(Image region labeling data)
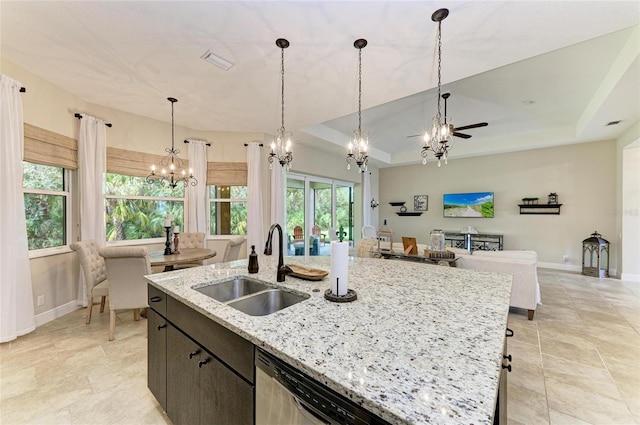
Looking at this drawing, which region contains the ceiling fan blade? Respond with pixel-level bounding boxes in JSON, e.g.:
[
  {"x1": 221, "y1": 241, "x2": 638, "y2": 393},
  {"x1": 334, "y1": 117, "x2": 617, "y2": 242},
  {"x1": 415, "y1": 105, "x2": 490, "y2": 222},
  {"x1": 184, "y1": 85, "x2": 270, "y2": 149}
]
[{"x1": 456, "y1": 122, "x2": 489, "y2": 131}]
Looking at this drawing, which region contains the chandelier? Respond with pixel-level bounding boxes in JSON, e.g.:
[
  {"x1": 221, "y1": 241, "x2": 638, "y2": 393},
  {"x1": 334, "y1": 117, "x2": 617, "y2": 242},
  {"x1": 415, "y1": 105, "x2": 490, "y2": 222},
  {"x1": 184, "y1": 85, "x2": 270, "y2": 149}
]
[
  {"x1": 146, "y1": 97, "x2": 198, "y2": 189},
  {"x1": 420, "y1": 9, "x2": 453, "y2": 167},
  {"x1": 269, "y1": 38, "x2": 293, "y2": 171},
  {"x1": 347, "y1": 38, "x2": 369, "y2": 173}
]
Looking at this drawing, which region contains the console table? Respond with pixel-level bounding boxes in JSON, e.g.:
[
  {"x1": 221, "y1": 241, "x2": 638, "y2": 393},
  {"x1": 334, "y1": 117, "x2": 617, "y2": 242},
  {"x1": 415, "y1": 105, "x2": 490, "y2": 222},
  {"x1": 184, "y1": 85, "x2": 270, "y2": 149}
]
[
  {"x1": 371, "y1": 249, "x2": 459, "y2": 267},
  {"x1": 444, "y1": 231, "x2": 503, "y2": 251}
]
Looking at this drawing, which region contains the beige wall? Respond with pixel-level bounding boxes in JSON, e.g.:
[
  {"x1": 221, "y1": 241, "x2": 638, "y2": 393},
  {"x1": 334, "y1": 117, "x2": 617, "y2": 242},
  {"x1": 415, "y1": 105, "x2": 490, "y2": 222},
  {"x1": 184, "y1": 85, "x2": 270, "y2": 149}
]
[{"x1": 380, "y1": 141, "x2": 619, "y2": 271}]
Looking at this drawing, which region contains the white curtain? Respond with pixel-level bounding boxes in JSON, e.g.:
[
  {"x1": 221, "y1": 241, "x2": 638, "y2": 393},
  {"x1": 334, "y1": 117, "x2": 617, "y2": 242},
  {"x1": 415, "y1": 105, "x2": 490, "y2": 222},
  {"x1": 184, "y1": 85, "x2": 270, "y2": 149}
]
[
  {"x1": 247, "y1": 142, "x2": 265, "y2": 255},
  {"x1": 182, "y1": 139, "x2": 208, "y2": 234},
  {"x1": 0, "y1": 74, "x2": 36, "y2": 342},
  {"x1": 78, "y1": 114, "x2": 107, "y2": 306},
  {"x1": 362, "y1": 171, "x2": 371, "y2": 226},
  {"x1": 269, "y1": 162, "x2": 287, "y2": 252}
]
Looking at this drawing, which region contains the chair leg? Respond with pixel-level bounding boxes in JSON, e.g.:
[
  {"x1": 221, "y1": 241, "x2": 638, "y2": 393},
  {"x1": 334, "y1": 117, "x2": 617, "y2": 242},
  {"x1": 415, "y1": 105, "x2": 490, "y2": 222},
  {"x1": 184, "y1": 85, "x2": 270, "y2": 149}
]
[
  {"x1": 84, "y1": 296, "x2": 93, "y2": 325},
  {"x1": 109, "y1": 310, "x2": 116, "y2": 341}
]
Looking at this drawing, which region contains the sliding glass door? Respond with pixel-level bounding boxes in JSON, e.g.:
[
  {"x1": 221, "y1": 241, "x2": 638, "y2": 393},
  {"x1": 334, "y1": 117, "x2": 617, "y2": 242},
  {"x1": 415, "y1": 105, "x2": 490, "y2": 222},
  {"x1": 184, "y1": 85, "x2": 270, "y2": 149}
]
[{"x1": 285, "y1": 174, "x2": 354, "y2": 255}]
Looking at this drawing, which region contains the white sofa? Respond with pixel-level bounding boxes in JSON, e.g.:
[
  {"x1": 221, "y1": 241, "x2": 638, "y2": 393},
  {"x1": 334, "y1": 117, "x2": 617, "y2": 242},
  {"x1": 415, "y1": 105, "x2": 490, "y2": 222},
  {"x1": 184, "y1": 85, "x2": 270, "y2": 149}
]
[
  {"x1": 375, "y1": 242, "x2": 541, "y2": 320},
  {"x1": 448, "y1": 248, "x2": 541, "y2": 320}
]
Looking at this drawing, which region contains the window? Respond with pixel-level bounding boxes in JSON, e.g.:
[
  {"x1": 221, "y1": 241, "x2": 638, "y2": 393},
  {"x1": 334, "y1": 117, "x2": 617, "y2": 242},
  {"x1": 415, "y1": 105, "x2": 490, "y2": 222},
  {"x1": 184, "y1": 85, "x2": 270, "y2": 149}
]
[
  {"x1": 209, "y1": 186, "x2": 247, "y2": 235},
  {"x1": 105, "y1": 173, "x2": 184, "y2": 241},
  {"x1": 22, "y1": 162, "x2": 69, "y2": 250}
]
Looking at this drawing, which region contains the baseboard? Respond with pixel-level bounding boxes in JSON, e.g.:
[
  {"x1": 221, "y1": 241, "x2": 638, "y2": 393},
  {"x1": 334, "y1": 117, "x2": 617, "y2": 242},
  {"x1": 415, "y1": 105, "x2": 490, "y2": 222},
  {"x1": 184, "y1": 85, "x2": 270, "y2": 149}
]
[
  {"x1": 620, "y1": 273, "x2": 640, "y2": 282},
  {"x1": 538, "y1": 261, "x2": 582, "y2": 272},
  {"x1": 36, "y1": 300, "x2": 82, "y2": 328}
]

▶ GIVEN EXERCISE
Copy every line of the data above word for word, without the pictures.

▶ SOLUTION
Looking at this drawing, which region contains the ceiling fan blade? Respond with pixel-level bounding boxes in JSON, e.g.:
[
  {"x1": 221, "y1": 241, "x2": 638, "y2": 393},
  {"x1": 334, "y1": 117, "x2": 617, "y2": 242},
  {"x1": 415, "y1": 105, "x2": 490, "y2": 222},
  {"x1": 184, "y1": 85, "x2": 270, "y2": 149}
]
[{"x1": 456, "y1": 122, "x2": 489, "y2": 131}]
Looking at this drawing, which region contains the chandelier? Respond with pixel-level bounding boxes in JSON, e.g.:
[
  {"x1": 221, "y1": 241, "x2": 638, "y2": 393},
  {"x1": 334, "y1": 117, "x2": 617, "y2": 242},
  {"x1": 415, "y1": 105, "x2": 490, "y2": 222},
  {"x1": 184, "y1": 85, "x2": 270, "y2": 149}
]
[
  {"x1": 146, "y1": 97, "x2": 198, "y2": 189},
  {"x1": 420, "y1": 9, "x2": 453, "y2": 167},
  {"x1": 269, "y1": 38, "x2": 293, "y2": 171},
  {"x1": 347, "y1": 38, "x2": 369, "y2": 173}
]
Looking at this drawing, which region contains the console table? Respond with pixel-level bounding boxes in JSON, e.g.:
[
  {"x1": 221, "y1": 241, "x2": 638, "y2": 393},
  {"x1": 334, "y1": 117, "x2": 617, "y2": 242},
  {"x1": 415, "y1": 105, "x2": 490, "y2": 222},
  {"x1": 184, "y1": 85, "x2": 270, "y2": 149}
]
[
  {"x1": 371, "y1": 249, "x2": 459, "y2": 267},
  {"x1": 444, "y1": 231, "x2": 503, "y2": 251}
]
Looking at this drawing, which region contains the beige wall? Respond with pixel-level bounding boxes in JSON, e.g.:
[
  {"x1": 221, "y1": 241, "x2": 638, "y2": 393},
  {"x1": 334, "y1": 117, "x2": 617, "y2": 242},
  {"x1": 415, "y1": 105, "x2": 490, "y2": 222},
  {"x1": 184, "y1": 85, "x2": 270, "y2": 149}
]
[{"x1": 380, "y1": 141, "x2": 619, "y2": 271}]
Looking at this drawing, which region contains the white curtain? Respond with pixel-level bounding boxes in JSON, e.g.:
[
  {"x1": 221, "y1": 241, "x2": 638, "y2": 393},
  {"x1": 334, "y1": 117, "x2": 617, "y2": 242},
  {"x1": 415, "y1": 105, "x2": 490, "y2": 222},
  {"x1": 184, "y1": 85, "x2": 270, "y2": 149}
]
[
  {"x1": 247, "y1": 142, "x2": 265, "y2": 255},
  {"x1": 182, "y1": 139, "x2": 208, "y2": 234},
  {"x1": 0, "y1": 74, "x2": 36, "y2": 342},
  {"x1": 78, "y1": 114, "x2": 107, "y2": 306},
  {"x1": 362, "y1": 171, "x2": 371, "y2": 226},
  {"x1": 269, "y1": 162, "x2": 287, "y2": 252}
]
Looking at this drawing, which region contains the chair leg? Respond with pixel-level bounding boxes in JSON, e.g.:
[
  {"x1": 221, "y1": 241, "x2": 638, "y2": 393},
  {"x1": 334, "y1": 117, "x2": 617, "y2": 242},
  {"x1": 415, "y1": 105, "x2": 490, "y2": 222},
  {"x1": 184, "y1": 85, "x2": 270, "y2": 149}
]
[
  {"x1": 84, "y1": 296, "x2": 93, "y2": 325},
  {"x1": 109, "y1": 310, "x2": 116, "y2": 341}
]
Looking at this drawing, which region contains the sliding glass door? Respond with pixel-level bounding boxes in JSON, e.g.:
[
  {"x1": 221, "y1": 241, "x2": 638, "y2": 393},
  {"x1": 334, "y1": 117, "x2": 617, "y2": 242},
  {"x1": 415, "y1": 105, "x2": 490, "y2": 222},
  {"x1": 184, "y1": 85, "x2": 270, "y2": 149}
]
[{"x1": 285, "y1": 174, "x2": 354, "y2": 255}]
Looking at this drawing, which region contains the white sofa? Respond with pixel-level bounding boxes in JSON, e.g.:
[
  {"x1": 221, "y1": 241, "x2": 638, "y2": 393},
  {"x1": 334, "y1": 117, "x2": 617, "y2": 242},
  {"x1": 415, "y1": 105, "x2": 490, "y2": 222},
  {"x1": 184, "y1": 85, "x2": 270, "y2": 149}
]
[
  {"x1": 375, "y1": 242, "x2": 541, "y2": 320},
  {"x1": 448, "y1": 248, "x2": 541, "y2": 320}
]
Looking at this drawing, which region contains the window? Respond with pixel-level bounding boxes in JSON, e.g.:
[
  {"x1": 221, "y1": 241, "x2": 638, "y2": 393},
  {"x1": 334, "y1": 117, "x2": 617, "y2": 242},
  {"x1": 415, "y1": 105, "x2": 490, "y2": 222},
  {"x1": 184, "y1": 85, "x2": 270, "y2": 149}
]
[
  {"x1": 209, "y1": 186, "x2": 247, "y2": 235},
  {"x1": 105, "y1": 173, "x2": 184, "y2": 241},
  {"x1": 22, "y1": 162, "x2": 69, "y2": 250}
]
Looking at this drawing, which region contains the baseboard? Respond with pixel-level bounding boxes in JSON, e.g.:
[
  {"x1": 221, "y1": 241, "x2": 638, "y2": 393},
  {"x1": 334, "y1": 117, "x2": 617, "y2": 242},
  {"x1": 415, "y1": 105, "x2": 490, "y2": 222},
  {"x1": 184, "y1": 85, "x2": 270, "y2": 149}
]
[
  {"x1": 620, "y1": 273, "x2": 640, "y2": 282},
  {"x1": 538, "y1": 261, "x2": 582, "y2": 272},
  {"x1": 36, "y1": 300, "x2": 82, "y2": 328}
]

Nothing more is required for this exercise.